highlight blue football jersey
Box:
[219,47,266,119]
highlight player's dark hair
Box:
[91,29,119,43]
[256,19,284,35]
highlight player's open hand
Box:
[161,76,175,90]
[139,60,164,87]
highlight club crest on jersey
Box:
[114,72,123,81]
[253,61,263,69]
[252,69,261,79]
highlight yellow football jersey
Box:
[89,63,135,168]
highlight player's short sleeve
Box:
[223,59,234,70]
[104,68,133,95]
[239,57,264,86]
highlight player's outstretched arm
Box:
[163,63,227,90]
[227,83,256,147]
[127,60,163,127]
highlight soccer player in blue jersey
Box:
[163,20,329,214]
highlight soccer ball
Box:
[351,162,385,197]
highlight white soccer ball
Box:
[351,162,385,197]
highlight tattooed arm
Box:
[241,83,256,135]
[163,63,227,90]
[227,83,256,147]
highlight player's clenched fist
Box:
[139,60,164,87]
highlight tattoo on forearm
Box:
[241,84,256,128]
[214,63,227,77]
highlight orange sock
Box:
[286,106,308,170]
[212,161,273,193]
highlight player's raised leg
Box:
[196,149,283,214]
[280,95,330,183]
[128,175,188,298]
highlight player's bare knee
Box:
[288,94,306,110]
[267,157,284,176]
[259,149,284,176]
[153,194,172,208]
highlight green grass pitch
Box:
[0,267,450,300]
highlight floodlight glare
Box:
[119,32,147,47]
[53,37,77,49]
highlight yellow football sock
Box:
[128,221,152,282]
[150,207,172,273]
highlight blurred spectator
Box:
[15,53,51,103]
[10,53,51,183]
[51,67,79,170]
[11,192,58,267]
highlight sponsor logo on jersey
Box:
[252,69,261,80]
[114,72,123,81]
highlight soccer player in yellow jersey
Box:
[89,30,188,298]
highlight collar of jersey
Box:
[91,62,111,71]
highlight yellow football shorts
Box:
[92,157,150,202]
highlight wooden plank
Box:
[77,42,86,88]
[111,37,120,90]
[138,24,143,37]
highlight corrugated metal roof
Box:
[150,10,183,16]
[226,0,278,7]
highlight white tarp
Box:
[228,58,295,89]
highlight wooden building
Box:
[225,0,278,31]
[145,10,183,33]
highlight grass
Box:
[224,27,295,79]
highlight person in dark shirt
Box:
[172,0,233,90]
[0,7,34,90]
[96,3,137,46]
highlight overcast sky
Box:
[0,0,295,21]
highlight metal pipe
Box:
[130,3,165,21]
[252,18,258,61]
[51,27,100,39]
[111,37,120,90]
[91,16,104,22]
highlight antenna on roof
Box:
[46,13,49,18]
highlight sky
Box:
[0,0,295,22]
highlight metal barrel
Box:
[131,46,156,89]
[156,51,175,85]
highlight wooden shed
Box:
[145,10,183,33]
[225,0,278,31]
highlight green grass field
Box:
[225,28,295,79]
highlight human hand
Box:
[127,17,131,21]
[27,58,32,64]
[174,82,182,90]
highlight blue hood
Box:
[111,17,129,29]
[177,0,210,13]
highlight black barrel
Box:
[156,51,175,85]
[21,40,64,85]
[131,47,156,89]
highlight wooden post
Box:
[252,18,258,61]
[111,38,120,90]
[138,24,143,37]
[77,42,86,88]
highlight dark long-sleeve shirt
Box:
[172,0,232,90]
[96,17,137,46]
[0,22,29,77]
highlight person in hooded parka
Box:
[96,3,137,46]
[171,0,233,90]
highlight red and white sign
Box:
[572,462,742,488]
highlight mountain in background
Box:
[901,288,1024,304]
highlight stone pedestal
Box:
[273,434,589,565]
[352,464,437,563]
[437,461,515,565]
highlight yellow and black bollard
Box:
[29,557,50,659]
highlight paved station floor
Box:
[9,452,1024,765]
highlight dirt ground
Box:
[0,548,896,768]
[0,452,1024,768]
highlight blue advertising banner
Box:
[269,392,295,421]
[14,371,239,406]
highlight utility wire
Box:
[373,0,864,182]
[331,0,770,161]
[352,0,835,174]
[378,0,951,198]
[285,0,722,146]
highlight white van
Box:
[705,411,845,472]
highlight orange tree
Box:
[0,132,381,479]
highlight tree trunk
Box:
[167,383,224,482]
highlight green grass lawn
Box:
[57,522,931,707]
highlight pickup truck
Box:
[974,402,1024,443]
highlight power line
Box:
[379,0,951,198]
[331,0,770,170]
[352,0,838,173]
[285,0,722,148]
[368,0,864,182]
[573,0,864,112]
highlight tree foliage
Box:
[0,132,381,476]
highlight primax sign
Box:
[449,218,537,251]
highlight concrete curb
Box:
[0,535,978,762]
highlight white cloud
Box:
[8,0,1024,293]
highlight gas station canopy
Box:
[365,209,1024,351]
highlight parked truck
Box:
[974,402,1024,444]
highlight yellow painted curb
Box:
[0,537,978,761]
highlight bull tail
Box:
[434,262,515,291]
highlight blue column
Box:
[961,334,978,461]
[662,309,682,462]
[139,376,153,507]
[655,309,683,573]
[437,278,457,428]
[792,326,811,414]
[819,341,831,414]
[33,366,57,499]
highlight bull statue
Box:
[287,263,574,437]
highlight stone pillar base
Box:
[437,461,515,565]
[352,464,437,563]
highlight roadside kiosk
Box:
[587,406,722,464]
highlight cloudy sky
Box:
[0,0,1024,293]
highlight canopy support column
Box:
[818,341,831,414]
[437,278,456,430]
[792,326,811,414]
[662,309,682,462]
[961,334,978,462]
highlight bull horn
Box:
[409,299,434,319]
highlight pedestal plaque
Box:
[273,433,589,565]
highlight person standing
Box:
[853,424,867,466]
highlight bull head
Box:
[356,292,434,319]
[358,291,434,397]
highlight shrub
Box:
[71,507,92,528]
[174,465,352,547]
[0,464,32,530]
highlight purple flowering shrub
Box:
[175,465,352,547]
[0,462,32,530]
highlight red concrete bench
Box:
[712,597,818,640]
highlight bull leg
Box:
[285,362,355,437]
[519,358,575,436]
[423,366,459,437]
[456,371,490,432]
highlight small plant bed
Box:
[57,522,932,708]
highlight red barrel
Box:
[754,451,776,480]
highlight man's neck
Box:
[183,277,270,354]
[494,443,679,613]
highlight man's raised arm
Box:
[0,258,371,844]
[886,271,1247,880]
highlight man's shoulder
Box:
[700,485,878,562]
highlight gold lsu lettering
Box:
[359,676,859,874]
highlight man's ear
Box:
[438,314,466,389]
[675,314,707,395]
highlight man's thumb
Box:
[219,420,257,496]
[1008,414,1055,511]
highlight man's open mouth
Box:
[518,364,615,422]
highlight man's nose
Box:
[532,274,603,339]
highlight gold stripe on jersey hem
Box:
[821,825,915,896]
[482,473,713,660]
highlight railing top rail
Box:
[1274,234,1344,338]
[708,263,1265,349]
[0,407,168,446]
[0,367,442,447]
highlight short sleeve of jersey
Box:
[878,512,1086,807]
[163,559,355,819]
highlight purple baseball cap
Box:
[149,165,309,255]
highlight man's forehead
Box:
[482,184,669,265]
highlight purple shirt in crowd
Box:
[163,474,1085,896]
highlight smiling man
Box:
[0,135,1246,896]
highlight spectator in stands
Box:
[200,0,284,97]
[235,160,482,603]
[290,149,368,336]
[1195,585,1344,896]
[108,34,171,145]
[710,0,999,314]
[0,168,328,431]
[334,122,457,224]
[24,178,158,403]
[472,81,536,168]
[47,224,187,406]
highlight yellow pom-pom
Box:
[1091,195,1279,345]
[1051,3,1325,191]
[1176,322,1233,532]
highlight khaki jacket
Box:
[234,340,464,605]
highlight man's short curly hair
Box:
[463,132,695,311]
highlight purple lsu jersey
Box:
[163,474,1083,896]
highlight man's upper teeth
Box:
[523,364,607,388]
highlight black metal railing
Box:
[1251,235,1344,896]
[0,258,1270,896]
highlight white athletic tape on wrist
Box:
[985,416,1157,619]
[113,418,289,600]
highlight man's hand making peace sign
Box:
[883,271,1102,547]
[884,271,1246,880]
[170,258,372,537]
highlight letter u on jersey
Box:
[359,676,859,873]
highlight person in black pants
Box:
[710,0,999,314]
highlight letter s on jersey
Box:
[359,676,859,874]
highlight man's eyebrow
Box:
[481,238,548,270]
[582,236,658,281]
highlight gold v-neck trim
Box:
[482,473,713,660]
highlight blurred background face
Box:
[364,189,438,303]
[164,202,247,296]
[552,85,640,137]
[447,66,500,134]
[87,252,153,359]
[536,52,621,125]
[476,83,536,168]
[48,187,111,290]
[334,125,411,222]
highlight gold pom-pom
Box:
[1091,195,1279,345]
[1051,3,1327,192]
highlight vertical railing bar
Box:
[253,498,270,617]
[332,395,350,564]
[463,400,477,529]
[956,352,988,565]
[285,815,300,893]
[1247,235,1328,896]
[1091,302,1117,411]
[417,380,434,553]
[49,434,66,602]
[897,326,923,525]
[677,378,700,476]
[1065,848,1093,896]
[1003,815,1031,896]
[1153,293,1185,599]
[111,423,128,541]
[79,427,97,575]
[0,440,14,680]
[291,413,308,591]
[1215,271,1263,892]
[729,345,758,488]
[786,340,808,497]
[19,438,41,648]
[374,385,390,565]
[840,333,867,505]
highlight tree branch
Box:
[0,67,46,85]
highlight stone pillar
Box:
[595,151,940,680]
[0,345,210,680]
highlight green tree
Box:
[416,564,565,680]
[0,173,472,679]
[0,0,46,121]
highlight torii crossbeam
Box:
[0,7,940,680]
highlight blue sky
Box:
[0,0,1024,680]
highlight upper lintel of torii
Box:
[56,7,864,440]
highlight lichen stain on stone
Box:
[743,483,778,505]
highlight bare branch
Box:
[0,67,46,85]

**Aufgabe**
Zeige jede Zeile des Materials oben unverändert, in der das Wort „purple“ vorkommt. Groß- und Kleinschreibung zählt dabei.

**Lösung**
highlight purple flowering shrub
highlight purple baseball cap
highlight purple shirt in crowd
highlight purple lsu jersey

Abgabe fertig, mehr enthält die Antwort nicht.